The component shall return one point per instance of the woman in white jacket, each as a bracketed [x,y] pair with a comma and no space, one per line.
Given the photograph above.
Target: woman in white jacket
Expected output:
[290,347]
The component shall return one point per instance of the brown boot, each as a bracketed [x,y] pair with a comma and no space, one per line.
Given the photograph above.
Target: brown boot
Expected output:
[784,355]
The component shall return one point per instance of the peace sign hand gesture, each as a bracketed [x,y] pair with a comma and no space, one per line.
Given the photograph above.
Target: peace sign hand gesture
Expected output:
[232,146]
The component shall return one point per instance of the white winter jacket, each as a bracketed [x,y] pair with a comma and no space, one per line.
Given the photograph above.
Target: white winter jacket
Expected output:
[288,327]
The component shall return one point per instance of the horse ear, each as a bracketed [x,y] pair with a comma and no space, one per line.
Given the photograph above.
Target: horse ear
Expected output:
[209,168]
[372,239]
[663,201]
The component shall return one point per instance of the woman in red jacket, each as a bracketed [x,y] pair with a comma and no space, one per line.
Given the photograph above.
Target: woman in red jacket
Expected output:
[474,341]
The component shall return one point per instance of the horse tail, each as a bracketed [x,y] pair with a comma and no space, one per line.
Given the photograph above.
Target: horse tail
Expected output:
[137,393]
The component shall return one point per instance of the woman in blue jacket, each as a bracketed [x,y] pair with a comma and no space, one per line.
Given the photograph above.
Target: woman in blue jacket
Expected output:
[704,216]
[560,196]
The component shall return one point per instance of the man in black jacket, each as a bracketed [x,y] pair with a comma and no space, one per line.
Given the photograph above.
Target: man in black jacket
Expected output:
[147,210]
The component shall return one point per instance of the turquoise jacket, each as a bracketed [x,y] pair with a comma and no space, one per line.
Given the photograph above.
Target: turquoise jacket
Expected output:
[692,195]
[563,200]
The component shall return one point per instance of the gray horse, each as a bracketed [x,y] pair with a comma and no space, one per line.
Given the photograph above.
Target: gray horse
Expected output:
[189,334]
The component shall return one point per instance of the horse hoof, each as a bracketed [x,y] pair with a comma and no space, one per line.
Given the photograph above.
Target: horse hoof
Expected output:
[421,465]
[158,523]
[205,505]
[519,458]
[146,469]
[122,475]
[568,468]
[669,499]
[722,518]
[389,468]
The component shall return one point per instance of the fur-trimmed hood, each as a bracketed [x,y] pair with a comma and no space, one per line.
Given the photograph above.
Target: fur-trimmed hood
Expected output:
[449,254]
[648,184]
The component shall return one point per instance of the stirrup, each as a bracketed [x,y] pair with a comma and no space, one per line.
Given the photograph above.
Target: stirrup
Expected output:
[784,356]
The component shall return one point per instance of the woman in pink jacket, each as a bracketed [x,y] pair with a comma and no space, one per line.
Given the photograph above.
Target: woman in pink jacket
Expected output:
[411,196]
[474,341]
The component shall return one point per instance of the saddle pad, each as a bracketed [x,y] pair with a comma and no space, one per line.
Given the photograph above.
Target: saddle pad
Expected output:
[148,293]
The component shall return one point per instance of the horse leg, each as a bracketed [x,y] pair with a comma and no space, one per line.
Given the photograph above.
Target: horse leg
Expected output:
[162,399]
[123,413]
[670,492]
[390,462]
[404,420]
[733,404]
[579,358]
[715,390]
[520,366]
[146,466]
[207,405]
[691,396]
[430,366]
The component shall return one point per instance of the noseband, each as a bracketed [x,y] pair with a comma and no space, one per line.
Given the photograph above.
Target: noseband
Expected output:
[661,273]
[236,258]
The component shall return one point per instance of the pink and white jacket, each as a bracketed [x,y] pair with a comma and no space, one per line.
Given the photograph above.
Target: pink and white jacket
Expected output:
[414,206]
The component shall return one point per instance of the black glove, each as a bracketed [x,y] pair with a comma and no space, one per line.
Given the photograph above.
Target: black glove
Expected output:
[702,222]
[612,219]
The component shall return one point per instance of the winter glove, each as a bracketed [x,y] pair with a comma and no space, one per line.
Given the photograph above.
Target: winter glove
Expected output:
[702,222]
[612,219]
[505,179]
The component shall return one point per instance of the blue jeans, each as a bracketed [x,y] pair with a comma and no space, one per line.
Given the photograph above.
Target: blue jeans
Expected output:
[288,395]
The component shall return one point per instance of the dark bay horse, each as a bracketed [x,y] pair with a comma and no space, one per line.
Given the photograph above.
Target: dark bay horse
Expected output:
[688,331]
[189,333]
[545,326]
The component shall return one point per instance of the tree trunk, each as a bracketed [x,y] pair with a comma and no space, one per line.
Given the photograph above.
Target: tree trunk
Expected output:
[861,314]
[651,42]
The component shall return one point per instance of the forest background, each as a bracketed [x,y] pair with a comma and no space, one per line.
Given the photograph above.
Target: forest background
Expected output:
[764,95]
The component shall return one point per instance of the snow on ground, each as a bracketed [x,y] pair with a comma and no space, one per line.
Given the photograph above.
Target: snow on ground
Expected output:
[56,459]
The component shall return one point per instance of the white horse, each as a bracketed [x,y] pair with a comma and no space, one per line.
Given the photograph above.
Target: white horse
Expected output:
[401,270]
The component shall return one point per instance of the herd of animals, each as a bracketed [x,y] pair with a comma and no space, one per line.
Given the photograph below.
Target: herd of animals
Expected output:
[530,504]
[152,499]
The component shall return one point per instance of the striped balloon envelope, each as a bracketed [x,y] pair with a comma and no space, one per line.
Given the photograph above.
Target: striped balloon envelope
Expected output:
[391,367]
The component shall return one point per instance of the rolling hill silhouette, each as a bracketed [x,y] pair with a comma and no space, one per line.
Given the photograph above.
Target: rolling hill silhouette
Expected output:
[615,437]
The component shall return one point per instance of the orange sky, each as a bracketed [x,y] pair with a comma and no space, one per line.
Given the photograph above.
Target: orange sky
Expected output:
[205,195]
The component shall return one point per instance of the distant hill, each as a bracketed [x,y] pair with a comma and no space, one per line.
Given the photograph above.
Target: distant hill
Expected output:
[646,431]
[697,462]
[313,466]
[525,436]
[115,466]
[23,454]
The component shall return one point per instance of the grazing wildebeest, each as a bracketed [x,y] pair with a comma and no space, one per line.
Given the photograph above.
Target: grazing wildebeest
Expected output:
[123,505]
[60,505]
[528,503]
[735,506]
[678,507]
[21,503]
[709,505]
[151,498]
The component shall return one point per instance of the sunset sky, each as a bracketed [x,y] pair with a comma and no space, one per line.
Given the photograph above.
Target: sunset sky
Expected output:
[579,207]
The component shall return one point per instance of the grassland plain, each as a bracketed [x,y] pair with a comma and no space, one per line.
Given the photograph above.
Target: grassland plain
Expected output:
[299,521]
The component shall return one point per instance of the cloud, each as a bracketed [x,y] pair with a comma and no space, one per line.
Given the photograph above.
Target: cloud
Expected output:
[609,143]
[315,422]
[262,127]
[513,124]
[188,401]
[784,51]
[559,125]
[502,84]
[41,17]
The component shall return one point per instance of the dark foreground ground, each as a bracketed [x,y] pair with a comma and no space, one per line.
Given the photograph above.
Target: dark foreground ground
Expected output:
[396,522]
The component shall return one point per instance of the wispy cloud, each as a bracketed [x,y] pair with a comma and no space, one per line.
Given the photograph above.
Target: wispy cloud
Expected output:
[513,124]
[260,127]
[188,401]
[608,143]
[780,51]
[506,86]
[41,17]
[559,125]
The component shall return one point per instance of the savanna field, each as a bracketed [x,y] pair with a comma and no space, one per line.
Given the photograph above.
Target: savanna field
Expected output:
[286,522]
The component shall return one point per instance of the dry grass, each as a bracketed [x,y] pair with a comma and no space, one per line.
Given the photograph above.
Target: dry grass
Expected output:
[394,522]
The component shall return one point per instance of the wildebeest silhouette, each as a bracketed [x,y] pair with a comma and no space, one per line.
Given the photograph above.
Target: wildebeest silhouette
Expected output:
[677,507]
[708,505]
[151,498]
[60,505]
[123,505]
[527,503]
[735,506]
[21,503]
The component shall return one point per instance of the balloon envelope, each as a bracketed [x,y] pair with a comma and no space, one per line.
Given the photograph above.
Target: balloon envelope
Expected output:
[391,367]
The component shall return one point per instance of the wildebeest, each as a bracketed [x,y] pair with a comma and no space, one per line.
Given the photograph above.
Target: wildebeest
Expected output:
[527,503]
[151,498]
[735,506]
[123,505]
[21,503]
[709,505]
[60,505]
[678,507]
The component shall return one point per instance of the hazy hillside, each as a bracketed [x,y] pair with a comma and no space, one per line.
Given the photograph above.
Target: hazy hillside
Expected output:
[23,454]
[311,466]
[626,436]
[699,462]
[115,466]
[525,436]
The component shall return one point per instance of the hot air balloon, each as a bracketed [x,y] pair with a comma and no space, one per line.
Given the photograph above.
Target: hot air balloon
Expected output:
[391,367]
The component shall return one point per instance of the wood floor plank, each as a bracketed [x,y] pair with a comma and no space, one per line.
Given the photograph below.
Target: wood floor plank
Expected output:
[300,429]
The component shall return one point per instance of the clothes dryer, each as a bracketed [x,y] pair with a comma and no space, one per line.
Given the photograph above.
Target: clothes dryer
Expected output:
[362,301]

→ PROBLEM
Among the entries above, find every line holding "winter" and copy it.

→ TASK ANSWER
The component shall return one point per instance of the white winter jacket, each as a bracketed [x,y] pair with a comma and no space, one per line.
Target: white winter jacket
The component shall return one point per instance of the winter glove, each as a bracketed [x,y] pair with a comma and no space, one per line.
Target: winter glove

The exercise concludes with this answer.